Dataset excerpt:
/---

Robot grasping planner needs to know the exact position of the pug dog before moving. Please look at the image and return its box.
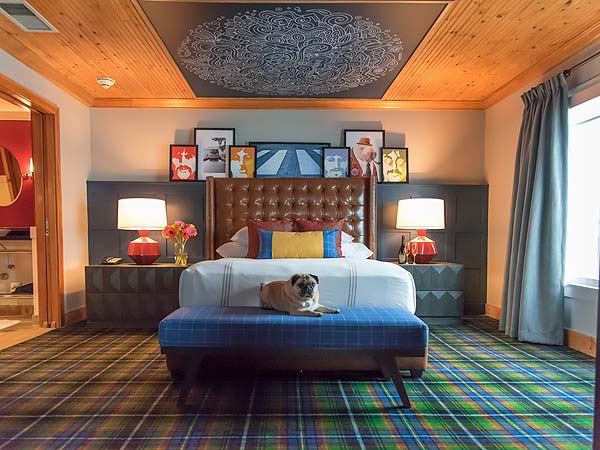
[259,273,340,317]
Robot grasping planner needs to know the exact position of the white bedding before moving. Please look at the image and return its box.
[179,258,416,313]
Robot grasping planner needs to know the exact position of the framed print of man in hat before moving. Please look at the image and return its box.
[344,130,385,181]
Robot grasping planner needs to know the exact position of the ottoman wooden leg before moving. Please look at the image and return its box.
[375,353,411,409]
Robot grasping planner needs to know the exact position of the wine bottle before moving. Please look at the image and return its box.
[398,235,406,264]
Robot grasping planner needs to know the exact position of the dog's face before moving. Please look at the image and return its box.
[290,273,319,298]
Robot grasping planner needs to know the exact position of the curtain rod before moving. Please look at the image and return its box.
[563,50,600,78]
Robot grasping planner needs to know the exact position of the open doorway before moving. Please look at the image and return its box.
[0,98,46,349]
[0,75,64,346]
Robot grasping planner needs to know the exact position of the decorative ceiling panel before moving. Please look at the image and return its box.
[142,1,446,99]
[0,0,600,109]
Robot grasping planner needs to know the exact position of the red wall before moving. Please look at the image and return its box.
[0,120,35,228]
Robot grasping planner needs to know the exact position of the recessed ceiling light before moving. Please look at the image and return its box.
[96,77,116,89]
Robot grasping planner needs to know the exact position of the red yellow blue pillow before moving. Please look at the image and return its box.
[256,229,340,259]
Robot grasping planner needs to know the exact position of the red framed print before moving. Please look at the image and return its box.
[169,145,198,181]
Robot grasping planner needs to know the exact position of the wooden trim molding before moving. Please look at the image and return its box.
[565,328,596,358]
[91,98,484,110]
[0,74,64,328]
[480,22,600,109]
[485,303,502,320]
[485,304,596,358]
[0,74,58,114]
[64,306,87,327]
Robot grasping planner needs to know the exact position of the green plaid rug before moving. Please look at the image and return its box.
[0,318,594,450]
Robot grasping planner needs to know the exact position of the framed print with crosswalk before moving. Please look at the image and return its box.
[250,142,330,178]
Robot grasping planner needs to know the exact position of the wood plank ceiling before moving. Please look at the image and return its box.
[0,0,600,109]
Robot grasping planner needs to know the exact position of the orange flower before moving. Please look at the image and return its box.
[184,223,198,237]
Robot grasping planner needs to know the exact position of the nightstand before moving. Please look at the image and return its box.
[400,262,464,325]
[85,264,187,328]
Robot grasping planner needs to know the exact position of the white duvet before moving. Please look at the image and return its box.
[179,258,416,313]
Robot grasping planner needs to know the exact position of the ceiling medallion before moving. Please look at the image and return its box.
[177,7,403,97]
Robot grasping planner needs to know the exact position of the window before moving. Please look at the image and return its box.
[565,97,600,288]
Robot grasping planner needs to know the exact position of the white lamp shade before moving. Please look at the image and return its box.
[117,198,167,230]
[396,198,446,230]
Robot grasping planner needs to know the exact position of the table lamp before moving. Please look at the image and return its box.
[117,198,167,264]
[396,198,446,264]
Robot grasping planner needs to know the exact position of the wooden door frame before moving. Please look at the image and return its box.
[0,74,65,328]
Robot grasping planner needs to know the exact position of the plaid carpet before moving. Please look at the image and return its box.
[0,319,594,450]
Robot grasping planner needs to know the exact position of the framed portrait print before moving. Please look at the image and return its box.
[381,147,408,183]
[169,145,198,181]
[250,142,330,178]
[194,128,235,180]
[229,145,256,178]
[344,130,385,181]
[323,147,350,178]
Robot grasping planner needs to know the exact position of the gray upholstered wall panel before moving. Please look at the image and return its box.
[87,181,205,264]
[87,181,488,314]
[377,184,488,314]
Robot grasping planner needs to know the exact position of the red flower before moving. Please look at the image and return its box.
[184,224,198,237]
[162,225,177,239]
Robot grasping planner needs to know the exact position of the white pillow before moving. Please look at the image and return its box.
[231,227,248,247]
[217,242,248,258]
[342,242,373,259]
[231,227,354,247]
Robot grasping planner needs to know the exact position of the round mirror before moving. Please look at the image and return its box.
[0,146,23,206]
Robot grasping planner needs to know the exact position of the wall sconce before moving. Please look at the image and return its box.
[23,158,33,180]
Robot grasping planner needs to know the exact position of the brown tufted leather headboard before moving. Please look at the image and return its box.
[206,177,377,259]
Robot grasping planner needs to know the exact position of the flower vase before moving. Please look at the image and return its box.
[175,241,187,266]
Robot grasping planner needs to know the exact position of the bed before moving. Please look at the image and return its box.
[179,178,416,313]
[167,178,427,374]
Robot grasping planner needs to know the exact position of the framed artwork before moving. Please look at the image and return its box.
[344,130,385,181]
[169,145,198,181]
[229,145,256,178]
[381,147,408,183]
[194,128,235,180]
[323,147,350,178]
[250,142,331,178]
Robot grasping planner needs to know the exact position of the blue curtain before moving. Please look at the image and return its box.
[500,74,569,345]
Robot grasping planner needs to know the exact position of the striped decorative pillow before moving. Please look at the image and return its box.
[256,229,340,259]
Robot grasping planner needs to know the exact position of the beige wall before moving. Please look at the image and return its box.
[0,50,93,311]
[91,109,485,184]
[484,42,600,334]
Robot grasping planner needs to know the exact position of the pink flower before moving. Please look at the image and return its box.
[162,225,177,239]
[184,224,198,237]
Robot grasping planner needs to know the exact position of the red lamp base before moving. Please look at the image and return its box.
[127,230,160,265]
[409,230,437,264]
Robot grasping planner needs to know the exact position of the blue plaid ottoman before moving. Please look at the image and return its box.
[158,305,428,408]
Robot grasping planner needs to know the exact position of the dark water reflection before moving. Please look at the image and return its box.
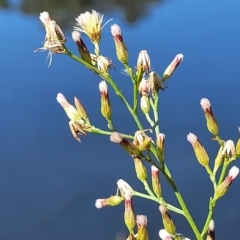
[0,0,240,240]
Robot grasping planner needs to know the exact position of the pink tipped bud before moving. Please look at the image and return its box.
[138,78,150,96]
[124,190,136,233]
[162,53,183,81]
[187,133,209,167]
[137,50,151,73]
[206,220,215,240]
[156,133,165,161]
[214,166,239,199]
[136,215,149,240]
[159,205,176,235]
[140,96,151,114]
[200,98,218,136]
[222,140,236,158]
[133,157,147,181]
[111,24,128,64]
[151,166,162,198]
[39,12,51,25]
[159,229,173,240]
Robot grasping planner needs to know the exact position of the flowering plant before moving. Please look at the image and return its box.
[36,10,240,240]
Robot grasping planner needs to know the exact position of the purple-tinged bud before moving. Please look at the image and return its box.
[124,190,136,233]
[162,53,183,82]
[214,166,239,199]
[236,127,240,157]
[136,215,149,240]
[110,132,141,156]
[156,133,165,161]
[111,24,128,64]
[206,220,215,240]
[72,31,92,65]
[138,78,150,96]
[151,166,162,198]
[222,140,236,158]
[74,97,89,123]
[99,81,112,120]
[95,195,124,208]
[148,71,165,96]
[187,133,209,167]
[159,229,173,240]
[117,179,134,197]
[133,130,152,151]
[97,55,114,73]
[140,96,151,114]
[137,50,151,74]
[213,147,224,173]
[133,157,147,181]
[200,98,218,136]
[159,205,176,235]
[39,12,51,27]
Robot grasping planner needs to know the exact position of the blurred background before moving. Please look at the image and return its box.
[0,0,240,240]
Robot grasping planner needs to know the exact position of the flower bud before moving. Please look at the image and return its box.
[151,166,162,198]
[99,81,112,120]
[162,53,183,82]
[236,127,240,156]
[137,50,151,74]
[187,133,209,167]
[74,97,89,123]
[136,215,149,240]
[110,132,141,156]
[159,205,176,235]
[133,131,152,151]
[34,12,67,67]
[117,179,134,197]
[159,229,173,240]
[222,140,236,158]
[200,98,218,136]
[214,147,224,170]
[111,24,128,64]
[95,195,124,208]
[97,55,114,73]
[57,93,81,121]
[140,96,151,114]
[138,78,150,97]
[148,71,165,96]
[214,166,239,199]
[156,133,165,161]
[72,31,92,65]
[206,220,215,240]
[133,157,147,181]
[124,190,136,233]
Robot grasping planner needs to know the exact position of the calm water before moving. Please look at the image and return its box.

\---

[GIVEN PROBLEM]
Rename "pug dog" to "small dog" in the entries, beginning at the top and ending with the line that contains "[259,273,340,317]", and keep everything else unchanged. Leave the picture out of your answer.

[EXERCISE ANSWER]
Robot grasping planner needs to know the exact position of the small dog before moving. Please look at the image and return its box.
[259,273,340,317]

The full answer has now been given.